* **RECORDS FOR THE TASK**
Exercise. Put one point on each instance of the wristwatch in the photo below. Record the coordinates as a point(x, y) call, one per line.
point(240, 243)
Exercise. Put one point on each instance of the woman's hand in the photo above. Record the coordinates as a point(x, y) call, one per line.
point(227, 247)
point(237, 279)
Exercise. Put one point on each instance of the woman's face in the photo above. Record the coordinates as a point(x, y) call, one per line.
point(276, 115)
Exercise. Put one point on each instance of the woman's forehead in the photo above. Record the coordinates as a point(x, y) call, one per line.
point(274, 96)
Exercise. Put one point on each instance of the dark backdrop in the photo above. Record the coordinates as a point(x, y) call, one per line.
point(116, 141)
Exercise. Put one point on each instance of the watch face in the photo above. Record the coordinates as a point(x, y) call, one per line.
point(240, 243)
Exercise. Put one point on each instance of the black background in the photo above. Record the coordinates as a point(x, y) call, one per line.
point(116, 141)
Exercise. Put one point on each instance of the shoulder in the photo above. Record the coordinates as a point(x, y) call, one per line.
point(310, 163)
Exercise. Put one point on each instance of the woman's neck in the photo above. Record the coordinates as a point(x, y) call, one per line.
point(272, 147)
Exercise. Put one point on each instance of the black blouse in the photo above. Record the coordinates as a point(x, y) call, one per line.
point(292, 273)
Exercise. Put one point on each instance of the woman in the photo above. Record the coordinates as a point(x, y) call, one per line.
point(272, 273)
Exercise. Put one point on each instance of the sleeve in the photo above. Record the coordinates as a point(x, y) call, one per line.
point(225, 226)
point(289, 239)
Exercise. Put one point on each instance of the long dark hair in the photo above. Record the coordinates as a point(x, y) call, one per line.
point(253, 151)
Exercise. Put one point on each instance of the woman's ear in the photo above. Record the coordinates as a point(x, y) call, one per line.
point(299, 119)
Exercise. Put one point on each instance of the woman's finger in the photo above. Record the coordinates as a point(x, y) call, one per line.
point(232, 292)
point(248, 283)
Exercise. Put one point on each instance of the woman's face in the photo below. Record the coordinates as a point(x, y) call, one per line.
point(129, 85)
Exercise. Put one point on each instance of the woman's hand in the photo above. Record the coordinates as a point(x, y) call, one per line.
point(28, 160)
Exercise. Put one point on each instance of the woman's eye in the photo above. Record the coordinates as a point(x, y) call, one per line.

* **WHAT TO WORK ON**
Write out the material again, exactly as shown above.

* **PROBLEM SOLUTION**
Exercise. Put one point on each instance of the wristwatch in the photo below. Record the coordinates as a point(x, y) call, one per line.
point(240, 243)
Exercise. Put one point on each instance of the woman's hand in the photo above. Record the coordinates as a point(x, y) call, one per line.
point(227, 247)
point(237, 279)
Exercise. Put one point on each instance of the woman's face in the photo above. Record the coordinates as a point(x, y) call, one per line.
point(276, 115)
Exercise. Put one point on each instance of the woman's forehead in the photo above. Record the coordinates as a point(x, y) call, one per line.
point(274, 96)
Exercise. Put one point on each instance of the dark backdrop in the photo above. Record the coordinates as a point(x, y) call, one per line.
point(116, 141)
Exercise. Put one point on each instance of the watch face in the photo above. Record the coordinates as a point(x, y) call, one per line.
point(240, 243)
Exercise. Put one point on each instance of the black background in the photo above. Record the coordinates as a point(x, y) call, one per line.
point(116, 141)
Exercise. Put one point on each instance of the shoulder in the photo above. Record the coordinates as a point(x, y) call, one per line.
point(310, 163)
Exercise. Put one point on each instance of the woman's neck in the photo above. Record the coordinates as a point(x, y) call, one per line.
point(272, 147)
Exercise. Put one point on each instance of the black blouse in the photo above. Record the coordinates as a point(x, y) call, one per line.
point(292, 273)
Exercise. Put one point on each instance of the woman in the photo above. Record the coordinates as a point(x, y) call, one per line.
point(272, 273)
Exercise. Put one point on each instance of the sleeve in the photo above. Record the coordinates as a point(x, y) call, one per line.
point(225, 226)
point(289, 239)
Exercise. Put one point on each instance of the long dark hair in the photo above. Record the coordinates as a point(x, y) call, one per line.
point(253, 151)
Exercise. Put one point on each instance of the woman's ear in the photo above. Record the coordinates as a point(x, y) call, one per line.
point(299, 119)
Exercise. Put one point on each instance of the woman's finger in the photo above. Record the coordinates as a point(x, y) call, one per line.
point(232, 292)
point(248, 283)
Exercise. Put one point on each instance of the woman's face in the photo below. Record the coordinates as a point(x, y) call, one per line.
point(129, 85)
Exercise. Put one point on each instance of the woman's hand in the photo above. Record the coordinates as a point(x, y) call, one per line.
point(28, 160)
Exercise. Put one point on each instance of the woman's eye in the photo above. Record the coordinates as a point(x, y) call, one per line.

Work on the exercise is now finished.